**Task requirements:**
Retype the lines starting at "Do you think you could find the french" and ending at "[136,89,172,175]", both included, with no changes.

**** Extracted information ****

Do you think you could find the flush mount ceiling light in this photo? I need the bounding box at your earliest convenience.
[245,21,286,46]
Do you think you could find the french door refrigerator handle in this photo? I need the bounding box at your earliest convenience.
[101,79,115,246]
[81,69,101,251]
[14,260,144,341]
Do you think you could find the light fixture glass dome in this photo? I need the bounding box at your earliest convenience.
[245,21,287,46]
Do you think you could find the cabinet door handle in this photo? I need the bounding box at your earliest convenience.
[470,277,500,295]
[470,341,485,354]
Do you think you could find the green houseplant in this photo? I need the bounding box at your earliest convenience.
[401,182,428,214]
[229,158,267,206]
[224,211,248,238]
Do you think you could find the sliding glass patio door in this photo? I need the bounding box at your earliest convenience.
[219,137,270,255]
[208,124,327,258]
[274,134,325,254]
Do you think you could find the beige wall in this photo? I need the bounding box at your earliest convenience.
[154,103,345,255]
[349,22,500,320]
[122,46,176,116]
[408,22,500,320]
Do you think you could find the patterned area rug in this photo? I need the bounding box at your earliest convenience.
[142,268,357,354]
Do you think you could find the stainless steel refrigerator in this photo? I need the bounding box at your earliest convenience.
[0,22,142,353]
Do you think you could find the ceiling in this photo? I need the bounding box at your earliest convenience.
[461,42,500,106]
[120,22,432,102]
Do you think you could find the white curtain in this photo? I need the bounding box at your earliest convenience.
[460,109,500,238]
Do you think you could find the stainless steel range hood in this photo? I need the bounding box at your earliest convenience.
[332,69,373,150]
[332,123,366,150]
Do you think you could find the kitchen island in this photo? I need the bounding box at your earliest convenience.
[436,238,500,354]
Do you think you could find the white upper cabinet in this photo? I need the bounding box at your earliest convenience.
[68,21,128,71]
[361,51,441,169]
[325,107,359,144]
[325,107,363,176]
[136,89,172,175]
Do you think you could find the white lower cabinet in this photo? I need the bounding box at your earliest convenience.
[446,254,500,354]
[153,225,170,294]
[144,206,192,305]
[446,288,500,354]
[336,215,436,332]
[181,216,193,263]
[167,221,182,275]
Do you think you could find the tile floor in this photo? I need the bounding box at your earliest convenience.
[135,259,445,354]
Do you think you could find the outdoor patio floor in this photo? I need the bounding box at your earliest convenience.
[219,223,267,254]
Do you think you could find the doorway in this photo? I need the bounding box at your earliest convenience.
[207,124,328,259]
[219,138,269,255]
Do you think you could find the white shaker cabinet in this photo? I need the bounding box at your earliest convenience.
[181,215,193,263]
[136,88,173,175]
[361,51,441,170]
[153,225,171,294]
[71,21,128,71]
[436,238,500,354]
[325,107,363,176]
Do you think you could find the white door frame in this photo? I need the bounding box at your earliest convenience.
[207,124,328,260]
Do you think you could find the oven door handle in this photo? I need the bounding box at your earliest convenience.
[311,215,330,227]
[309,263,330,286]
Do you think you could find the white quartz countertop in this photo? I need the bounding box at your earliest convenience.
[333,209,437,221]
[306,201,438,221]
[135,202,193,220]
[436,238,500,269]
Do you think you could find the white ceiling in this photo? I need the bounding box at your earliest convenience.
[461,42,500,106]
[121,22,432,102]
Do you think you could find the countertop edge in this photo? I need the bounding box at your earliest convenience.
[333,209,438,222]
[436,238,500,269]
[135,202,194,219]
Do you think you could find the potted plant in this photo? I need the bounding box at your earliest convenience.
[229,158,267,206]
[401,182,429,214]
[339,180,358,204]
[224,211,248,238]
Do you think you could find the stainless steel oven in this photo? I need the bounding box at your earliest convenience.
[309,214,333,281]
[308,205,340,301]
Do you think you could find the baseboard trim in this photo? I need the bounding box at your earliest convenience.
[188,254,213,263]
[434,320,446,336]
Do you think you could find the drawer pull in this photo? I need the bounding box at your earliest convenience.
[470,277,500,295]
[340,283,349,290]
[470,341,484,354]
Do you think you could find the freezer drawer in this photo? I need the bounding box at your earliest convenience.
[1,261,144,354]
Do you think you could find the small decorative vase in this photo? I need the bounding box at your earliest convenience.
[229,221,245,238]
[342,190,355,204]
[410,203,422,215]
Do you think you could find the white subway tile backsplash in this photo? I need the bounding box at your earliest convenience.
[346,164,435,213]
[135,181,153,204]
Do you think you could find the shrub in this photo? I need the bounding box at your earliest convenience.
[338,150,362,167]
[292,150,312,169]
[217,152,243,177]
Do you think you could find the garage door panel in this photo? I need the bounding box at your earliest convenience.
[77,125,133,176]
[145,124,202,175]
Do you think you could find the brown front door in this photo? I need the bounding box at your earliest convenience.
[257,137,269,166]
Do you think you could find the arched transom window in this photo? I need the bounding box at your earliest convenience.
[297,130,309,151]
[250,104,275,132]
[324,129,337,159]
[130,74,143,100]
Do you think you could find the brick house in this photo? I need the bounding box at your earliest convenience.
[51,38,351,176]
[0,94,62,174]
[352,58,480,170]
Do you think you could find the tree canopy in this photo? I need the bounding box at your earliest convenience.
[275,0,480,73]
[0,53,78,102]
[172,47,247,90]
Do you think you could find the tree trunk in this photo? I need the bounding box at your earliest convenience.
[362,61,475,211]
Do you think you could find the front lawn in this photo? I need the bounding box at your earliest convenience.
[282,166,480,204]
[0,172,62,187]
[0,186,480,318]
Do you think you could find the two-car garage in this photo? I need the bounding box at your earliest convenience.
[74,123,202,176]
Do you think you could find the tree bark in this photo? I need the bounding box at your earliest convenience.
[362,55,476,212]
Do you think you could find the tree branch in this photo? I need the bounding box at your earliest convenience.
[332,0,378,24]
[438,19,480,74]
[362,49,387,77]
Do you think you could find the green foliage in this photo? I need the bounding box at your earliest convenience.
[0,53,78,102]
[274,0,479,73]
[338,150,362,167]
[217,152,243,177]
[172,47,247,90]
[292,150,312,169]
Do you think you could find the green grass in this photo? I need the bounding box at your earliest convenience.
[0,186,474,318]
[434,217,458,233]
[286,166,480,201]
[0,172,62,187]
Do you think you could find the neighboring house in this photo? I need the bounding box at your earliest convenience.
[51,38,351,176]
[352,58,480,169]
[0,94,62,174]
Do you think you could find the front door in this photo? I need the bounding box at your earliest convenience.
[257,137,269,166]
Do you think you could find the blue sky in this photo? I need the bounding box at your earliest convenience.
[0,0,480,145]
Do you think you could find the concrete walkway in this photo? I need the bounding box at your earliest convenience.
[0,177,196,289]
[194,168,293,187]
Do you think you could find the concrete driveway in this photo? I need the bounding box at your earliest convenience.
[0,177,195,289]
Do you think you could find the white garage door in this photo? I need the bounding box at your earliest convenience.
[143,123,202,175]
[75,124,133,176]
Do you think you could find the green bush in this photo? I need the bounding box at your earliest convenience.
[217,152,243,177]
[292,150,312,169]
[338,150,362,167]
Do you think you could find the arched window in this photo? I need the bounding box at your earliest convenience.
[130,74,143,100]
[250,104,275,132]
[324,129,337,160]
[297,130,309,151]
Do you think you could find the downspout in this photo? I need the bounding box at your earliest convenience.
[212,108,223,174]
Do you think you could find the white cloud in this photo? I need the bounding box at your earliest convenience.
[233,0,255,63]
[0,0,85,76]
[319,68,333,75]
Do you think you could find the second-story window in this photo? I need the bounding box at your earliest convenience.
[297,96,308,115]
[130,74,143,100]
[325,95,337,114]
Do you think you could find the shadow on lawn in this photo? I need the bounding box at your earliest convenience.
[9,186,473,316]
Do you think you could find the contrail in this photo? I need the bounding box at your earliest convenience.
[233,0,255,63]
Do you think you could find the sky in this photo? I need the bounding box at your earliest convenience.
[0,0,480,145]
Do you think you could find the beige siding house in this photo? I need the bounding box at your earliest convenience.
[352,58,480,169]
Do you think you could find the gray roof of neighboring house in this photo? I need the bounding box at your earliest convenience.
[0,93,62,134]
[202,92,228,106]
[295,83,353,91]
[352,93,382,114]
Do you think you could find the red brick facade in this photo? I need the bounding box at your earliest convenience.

****

**Answer to this task:**
Do you think you could find the french door refrigerator handle in this photo? I need the bounding box at your earliest convenience.
[101,79,115,246]
[81,69,101,251]
[14,260,144,341]
Do you think you could find the light fixture glass dome in this photo? I need the bounding box at your earliest convenience.
[245,21,287,46]
Do you think you could find the cabinet door handle in this photo? I need the bounding box at your earliest convenience.
[470,277,500,295]
[470,341,485,354]
Do you think you could find the green houseplant in this photo? I need the bounding box at your earliest convenience.
[401,182,428,214]
[229,158,267,206]
[224,211,248,238]
Do you think you could find the sliding glass patio door in this photo? I need the bounding box at your earliest convenience.
[219,137,270,255]
[208,124,327,258]
[274,134,325,254]
Do you think you could find the beige wall in this photo? I need the bounding box at your earliest convenience.
[154,103,345,255]
[349,22,500,320]
[122,46,176,116]
[408,22,500,320]
Do you think you could find the patterned area rug in this photo? I need the bounding box at your earliest convenience.
[142,268,357,354]
Do you think you could find the stainless steel refrigerator in this photo? I need the bounding box at your earliest convenience.
[0,22,142,353]
Do you think you could find the ceiling in this photo? I need the bounding box at your earliest convenience.
[461,42,500,106]
[120,22,432,102]
Do you think you could find the white curtain in this photo? I need the bounding box at your earliest convenience.
[460,109,500,238]
Do you think you could find the stainless steel range hood in this photo? I need the bounding box at your earliest convenience.
[332,69,373,150]
[332,123,366,150]
Do you think you could find the kitchen island in this photo? I need the bounding box at your earliest convenience.
[436,238,500,354]
Do you think you could find the white upper cabinet in this photo? I need the bounding box at your earliest convenience.
[68,21,128,71]
[361,51,441,169]
[325,107,359,144]
[325,107,363,176]
[136,89,172,175]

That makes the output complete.